> [PAGE EXCERPT]
With the coming of the Depression, sales activity in Woodside Park slowed. In 1933 the Hopkins-Armstrong firm dissolved and the Thomas E. Jarrell Company became the sales agent for the Woodside Development Corporation.(46) The Thomas E. Jarrell Company had been involved in the development of Woodside Park in one way or another even before the beginning of the project. Thomas E. Jarrell, who ran a real estate agency and an insurance brokerage, and who was also president of the Washington Savings Bank, had taken an option on Alton Farm but transferred the option to the Woodside Development Corporation. In mid-1923 he purchased the old Noyes mansion and the 10.5 acre block surrounding it from the Woodside Development Corporation. His initial plan was to sell the property, including the mansion, intact for use by one of Washington's city clubs. Despite using the property as the site for barbecues, oyster roasts, and picnics by the Board of Trade, the City Club, the Acacia Mutual Life Association, and other groups, he was unable to find a buyer. In late 1924, he concluded that the old mansion was not salable. He demolished it, dedicated streets, and subdivided the block into lots for "suburban homes of the better class."(47)

After a name selection contest which resulted in the new subdivision being named Wynnewood Park, Jarrell began building homes and selling lots.(48) Alton Farm in general, and the area around the old mansion in particular, had been noted for trees and shrubs brought from all over the world. Jarrell capitalized on this, just as had the Woodside Development Corporation. Early ads noted that the trees and shrubs had been preserved. "These age-old monarchs of forest of bygone days are of great beauty and value to the property owners of WYNNEWOOD."(49)

Throughout the development process, which lasted into 1938, Jarrell emphasized the fine landscape architecture of Alton Farm and how it had been preserved in his subdivision. This theme was important not only in ads but also in news articles about the subdivision. Typical is the story "Nature is Retained in Wynnewood Park," which appeared on the first page of the Washington Post's real estate section on April 21, 1929:


Homes Built Beneath Trees in Jarrell Development Beyond Sligo(50)

> [DATA ENTRIES]
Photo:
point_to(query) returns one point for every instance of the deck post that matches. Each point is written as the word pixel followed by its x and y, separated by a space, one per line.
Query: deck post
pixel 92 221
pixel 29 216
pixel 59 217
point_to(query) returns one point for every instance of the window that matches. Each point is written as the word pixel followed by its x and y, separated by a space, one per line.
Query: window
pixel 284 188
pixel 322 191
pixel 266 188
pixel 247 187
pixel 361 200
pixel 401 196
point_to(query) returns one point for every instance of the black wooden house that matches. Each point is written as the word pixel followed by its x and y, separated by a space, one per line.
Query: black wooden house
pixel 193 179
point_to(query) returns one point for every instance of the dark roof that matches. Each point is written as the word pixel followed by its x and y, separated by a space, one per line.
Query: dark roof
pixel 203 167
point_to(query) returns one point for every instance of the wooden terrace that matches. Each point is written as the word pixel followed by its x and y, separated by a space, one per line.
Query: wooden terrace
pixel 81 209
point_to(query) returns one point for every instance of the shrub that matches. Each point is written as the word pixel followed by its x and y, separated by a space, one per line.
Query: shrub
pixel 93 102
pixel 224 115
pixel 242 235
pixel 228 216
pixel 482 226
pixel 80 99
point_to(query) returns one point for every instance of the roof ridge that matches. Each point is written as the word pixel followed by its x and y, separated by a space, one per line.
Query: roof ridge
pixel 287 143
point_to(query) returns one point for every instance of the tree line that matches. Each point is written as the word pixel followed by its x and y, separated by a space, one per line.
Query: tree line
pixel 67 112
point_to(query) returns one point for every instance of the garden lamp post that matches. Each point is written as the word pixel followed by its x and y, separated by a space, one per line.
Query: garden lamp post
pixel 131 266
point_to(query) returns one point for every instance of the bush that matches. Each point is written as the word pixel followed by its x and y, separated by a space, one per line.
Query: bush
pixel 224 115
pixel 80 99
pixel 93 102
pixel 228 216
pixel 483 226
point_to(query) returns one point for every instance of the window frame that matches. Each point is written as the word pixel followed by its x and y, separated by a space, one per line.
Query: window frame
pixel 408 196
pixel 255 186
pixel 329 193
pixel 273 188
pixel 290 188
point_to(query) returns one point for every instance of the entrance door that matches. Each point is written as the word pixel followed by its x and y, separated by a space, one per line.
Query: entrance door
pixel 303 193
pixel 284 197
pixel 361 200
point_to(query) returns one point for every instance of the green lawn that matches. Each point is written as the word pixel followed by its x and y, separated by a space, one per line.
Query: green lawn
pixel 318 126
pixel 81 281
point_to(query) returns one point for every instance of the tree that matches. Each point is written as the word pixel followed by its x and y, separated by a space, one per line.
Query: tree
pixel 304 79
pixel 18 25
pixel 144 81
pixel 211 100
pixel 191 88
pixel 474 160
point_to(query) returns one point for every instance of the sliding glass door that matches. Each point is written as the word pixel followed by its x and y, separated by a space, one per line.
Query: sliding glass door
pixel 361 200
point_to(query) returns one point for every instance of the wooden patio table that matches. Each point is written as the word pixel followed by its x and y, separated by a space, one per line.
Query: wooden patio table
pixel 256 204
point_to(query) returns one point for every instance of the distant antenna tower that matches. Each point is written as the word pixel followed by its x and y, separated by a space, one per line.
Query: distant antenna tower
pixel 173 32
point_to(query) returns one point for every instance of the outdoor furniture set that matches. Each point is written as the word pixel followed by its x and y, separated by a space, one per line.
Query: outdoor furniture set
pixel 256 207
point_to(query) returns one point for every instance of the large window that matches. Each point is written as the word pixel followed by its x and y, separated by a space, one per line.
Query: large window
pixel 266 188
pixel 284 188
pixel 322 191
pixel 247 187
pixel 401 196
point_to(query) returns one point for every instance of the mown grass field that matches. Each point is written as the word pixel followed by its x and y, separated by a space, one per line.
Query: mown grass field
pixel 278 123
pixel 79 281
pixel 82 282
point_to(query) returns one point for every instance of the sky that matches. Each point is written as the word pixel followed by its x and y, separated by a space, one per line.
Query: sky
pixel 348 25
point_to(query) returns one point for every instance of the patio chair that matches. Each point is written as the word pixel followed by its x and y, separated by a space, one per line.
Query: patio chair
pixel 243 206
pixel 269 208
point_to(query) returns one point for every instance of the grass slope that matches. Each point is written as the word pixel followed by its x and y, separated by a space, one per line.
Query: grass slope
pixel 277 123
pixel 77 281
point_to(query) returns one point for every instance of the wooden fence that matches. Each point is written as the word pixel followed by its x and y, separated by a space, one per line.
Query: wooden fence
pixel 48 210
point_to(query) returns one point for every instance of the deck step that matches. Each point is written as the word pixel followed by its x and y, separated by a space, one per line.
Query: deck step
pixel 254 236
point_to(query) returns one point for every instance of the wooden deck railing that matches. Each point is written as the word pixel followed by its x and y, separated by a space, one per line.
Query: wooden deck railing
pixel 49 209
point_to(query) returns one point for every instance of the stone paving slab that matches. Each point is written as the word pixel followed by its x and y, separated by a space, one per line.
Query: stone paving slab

> [WHAT TO PRODUCE] Pick up the Wynnewood Park history above and keep writing from its last line.

> [OUTPUT OF THE TASK]
No Fences Anywhere

A suburban development, in which man and nature worked together in the production of a residential park, is to be found in Wynnewood Park, the Thomas E. Jarrell Co. project on the Colesville Pike, a short distance beyond Sligo.

It might be termed "the park built upon a lawn," and the houses described as "the homes built beneath the trees," as these not only describe Wynnewood Park but are literally true, for the entire project is located upon the home site of the Crosby S. Noyes estate which was held in the Noyes family until a few years ago.

No steam shovel was employed in the construction work to level off the natural beauties of knoll and dale. No straight lines were used to lay off streets and sidewalks reducing everything to squares. Instead every curve that nature placed in the contour of the land to lend softness and beauty to the surroundings was preserved.

Drives in Graceful Curves

The drives swing in graceful curves, leading up slight inclines and falling away again as they pass on down the sides of knolls. To preserve their beauty and maintain the characteristics of a park, no sidewalks have been built, the greenness of the lawns developed through many years spreading from the houses to the edge of the roadways.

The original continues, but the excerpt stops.